=== WHAT NEEDS TO BE DONE ===
Please return every line of the listing below that contains the string "instance", matching case exactly.

=== SUPPLIED MATERIAL ===
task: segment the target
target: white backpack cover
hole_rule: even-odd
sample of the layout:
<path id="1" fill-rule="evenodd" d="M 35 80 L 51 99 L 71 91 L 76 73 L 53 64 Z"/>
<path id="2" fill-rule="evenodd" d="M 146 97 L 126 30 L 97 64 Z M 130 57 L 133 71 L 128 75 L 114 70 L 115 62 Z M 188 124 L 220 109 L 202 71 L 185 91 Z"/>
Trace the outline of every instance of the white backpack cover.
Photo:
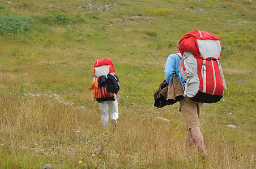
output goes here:
<path id="1" fill-rule="evenodd" d="M 178 42 L 182 55 L 180 73 L 186 83 L 184 96 L 202 103 L 215 103 L 227 89 L 220 63 L 220 38 L 207 32 L 194 30 Z"/>

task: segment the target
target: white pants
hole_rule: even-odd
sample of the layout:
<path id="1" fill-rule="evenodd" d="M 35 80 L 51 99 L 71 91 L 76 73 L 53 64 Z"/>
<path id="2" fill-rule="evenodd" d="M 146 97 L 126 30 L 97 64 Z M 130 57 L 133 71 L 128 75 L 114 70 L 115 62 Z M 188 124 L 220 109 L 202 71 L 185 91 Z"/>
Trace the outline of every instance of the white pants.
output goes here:
<path id="1" fill-rule="evenodd" d="M 117 100 L 114 101 L 106 101 L 100 103 L 100 109 L 101 112 L 102 125 L 108 128 L 109 115 L 108 110 L 110 109 L 111 119 L 117 120 L 118 118 L 118 104 Z"/>

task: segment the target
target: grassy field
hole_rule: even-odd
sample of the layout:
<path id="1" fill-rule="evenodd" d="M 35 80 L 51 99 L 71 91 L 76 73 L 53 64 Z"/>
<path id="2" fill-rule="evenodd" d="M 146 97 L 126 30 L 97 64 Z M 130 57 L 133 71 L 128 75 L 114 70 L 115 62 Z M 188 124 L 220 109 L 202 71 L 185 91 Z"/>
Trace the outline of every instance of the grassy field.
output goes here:
<path id="1" fill-rule="evenodd" d="M 254 0 L 0 1 L 0 168 L 255 168 L 255 28 Z M 153 106 L 194 29 L 220 37 L 228 87 L 200 116 L 204 163 L 186 155 L 178 104 Z M 106 135 L 88 87 L 106 57 L 121 99 Z"/>

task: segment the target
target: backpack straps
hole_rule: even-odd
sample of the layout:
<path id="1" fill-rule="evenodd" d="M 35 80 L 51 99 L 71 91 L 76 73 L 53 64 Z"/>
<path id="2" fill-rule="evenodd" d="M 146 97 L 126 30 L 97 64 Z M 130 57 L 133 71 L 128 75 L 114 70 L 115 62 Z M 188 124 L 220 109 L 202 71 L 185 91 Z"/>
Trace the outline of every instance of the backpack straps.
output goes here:
<path id="1" fill-rule="evenodd" d="M 205 93 L 206 92 L 206 60 L 205 59 L 203 60 L 203 92 Z"/>
<path id="2" fill-rule="evenodd" d="M 223 81 L 223 84 L 224 86 L 224 89 L 227 90 L 226 82 L 225 81 L 223 72 L 222 72 L 221 66 L 220 65 L 220 61 L 219 61 L 219 59 L 217 60 L 217 63 L 218 64 L 219 69 L 220 69 L 220 74 L 221 75 L 222 81 Z"/>

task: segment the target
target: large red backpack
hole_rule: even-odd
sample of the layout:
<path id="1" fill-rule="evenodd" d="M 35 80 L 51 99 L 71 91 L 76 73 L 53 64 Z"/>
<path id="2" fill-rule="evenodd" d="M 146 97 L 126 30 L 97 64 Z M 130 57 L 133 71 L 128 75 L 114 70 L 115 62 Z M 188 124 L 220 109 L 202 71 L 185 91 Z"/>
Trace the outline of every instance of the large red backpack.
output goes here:
<path id="1" fill-rule="evenodd" d="M 186 82 L 184 96 L 197 102 L 219 101 L 227 89 L 220 63 L 220 38 L 194 30 L 179 41 L 178 48 L 182 55 L 180 73 Z"/>
<path id="2" fill-rule="evenodd" d="M 115 69 L 110 58 L 100 59 L 96 61 L 94 64 L 93 81 L 97 80 L 102 75 L 108 75 L 109 74 L 114 73 Z M 106 90 L 106 84 L 99 86 L 100 94 L 102 97 L 113 97 L 114 93 L 110 92 Z"/>

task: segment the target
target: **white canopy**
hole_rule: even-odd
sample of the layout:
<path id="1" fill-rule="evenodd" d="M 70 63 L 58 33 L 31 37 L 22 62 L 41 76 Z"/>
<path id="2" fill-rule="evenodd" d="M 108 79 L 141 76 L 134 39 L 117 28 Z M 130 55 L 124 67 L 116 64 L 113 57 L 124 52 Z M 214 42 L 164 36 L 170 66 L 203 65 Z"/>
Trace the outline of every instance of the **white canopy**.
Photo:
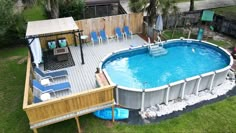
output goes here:
<path id="1" fill-rule="evenodd" d="M 72 17 L 31 21 L 27 24 L 26 37 L 78 30 Z"/>

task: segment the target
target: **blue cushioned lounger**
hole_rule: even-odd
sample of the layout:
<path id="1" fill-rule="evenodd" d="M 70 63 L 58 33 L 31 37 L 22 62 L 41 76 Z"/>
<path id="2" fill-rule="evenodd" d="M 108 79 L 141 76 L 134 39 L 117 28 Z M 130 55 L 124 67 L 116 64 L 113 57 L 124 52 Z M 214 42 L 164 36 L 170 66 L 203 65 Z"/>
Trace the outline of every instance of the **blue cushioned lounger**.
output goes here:
<path id="1" fill-rule="evenodd" d="M 101 37 L 101 41 L 108 41 L 109 42 L 106 32 L 104 30 L 100 30 L 100 37 Z"/>
<path id="2" fill-rule="evenodd" d="M 116 38 L 117 38 L 117 40 L 120 39 L 120 38 L 124 38 L 124 34 L 121 32 L 121 30 L 120 30 L 119 27 L 117 27 L 117 28 L 115 29 L 115 32 L 116 32 Z"/>
<path id="3" fill-rule="evenodd" d="M 98 38 L 98 36 L 97 36 L 97 33 L 94 32 L 94 31 L 91 32 L 91 41 L 92 41 L 92 43 L 93 43 L 93 46 L 94 46 L 94 43 L 95 43 L 95 42 L 100 43 L 99 38 Z"/>
<path id="4" fill-rule="evenodd" d="M 126 39 L 127 39 L 127 37 L 132 38 L 132 32 L 129 30 L 128 26 L 124 26 L 124 33 L 125 33 Z"/>
<path id="5" fill-rule="evenodd" d="M 37 80 L 33 80 L 33 88 L 39 90 L 41 93 L 55 93 L 57 91 L 69 90 L 71 88 L 69 82 L 43 86 Z"/>
<path id="6" fill-rule="evenodd" d="M 68 76 L 68 73 L 66 70 L 61 70 L 61 71 L 51 71 L 51 72 L 47 72 L 47 73 L 44 73 L 42 70 L 40 70 L 39 68 L 35 68 L 34 69 L 35 73 L 37 75 L 40 76 L 40 78 L 51 78 L 51 79 L 54 79 L 54 78 L 61 78 L 61 77 L 67 77 Z"/>

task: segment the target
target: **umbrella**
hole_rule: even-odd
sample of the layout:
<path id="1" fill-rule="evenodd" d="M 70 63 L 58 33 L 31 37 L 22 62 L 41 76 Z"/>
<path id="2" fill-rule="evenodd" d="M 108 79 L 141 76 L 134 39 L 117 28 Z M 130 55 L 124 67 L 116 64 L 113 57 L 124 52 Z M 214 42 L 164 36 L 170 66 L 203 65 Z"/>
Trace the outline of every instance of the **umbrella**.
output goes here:
<path id="1" fill-rule="evenodd" d="M 163 21 L 162 21 L 162 16 L 159 15 L 157 17 L 157 21 L 156 21 L 156 29 L 161 32 L 163 30 Z"/>

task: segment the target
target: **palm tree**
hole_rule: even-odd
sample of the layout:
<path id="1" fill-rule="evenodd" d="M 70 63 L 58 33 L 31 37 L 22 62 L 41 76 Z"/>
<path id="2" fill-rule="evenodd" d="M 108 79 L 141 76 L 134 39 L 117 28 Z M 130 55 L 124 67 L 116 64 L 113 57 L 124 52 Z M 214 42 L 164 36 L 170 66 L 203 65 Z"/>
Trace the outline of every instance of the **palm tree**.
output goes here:
<path id="1" fill-rule="evenodd" d="M 189 11 L 193 11 L 193 10 L 194 10 L 194 0 L 190 0 Z"/>
<path id="2" fill-rule="evenodd" d="M 169 15 L 178 12 L 174 0 L 130 0 L 129 7 L 133 12 L 147 11 L 149 25 L 153 25 L 156 15 L 161 14 L 166 26 Z"/>
<path id="3" fill-rule="evenodd" d="M 45 8 L 51 18 L 59 17 L 59 0 L 46 0 Z"/>

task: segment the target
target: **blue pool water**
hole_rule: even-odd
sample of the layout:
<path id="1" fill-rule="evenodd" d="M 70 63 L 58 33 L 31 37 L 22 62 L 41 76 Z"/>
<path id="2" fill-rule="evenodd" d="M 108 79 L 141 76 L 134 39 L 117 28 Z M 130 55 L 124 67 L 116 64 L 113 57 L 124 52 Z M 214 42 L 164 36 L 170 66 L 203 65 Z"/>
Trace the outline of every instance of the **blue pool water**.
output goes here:
<path id="1" fill-rule="evenodd" d="M 229 64 L 229 58 L 222 50 L 199 42 L 171 42 L 165 48 L 168 53 L 158 57 L 150 56 L 147 48 L 117 54 L 108 58 L 102 67 L 117 85 L 147 89 Z"/>

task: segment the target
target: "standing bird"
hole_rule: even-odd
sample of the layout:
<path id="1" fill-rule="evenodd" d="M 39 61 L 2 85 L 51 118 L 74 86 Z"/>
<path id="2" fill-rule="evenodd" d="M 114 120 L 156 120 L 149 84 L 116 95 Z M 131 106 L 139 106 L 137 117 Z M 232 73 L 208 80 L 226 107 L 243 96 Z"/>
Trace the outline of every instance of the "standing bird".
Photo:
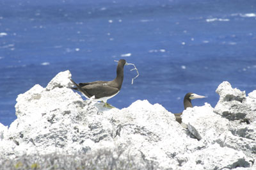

=== ANSWER TO THE TASK ===
Trace the outline of every instance of the white backpack cover.
Trace the outline of every instance of the white pants.
Trace the outline of every instance of the grassy field.
Trace the outline of every instance of the backpack straps.
Trace the outline of every instance of the large red backpack.
Trace the outline of every instance of the **white canopy**.
Trace the outline of every instance of the **blue cushioned lounger**.
Trace the outline of every instance of the **umbrella**.
Trace the outline of every instance of the **palm tree**.
Trace the outline of every instance of the **blue pool water**.
Trace the outline of every instance of the "standing bird".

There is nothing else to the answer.